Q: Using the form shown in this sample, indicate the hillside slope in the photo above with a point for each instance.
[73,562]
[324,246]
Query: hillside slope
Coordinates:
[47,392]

○ ○ ○ ○

> [Task to complete] Reply with an exact transcription of the material above.

> [Written reply]
Q: Using the form shown in this sample, indicate the hillside slope in the photo above with a point for each instance.
[73,562]
[324,246]
Query: hillside slope
Coordinates:
[47,392]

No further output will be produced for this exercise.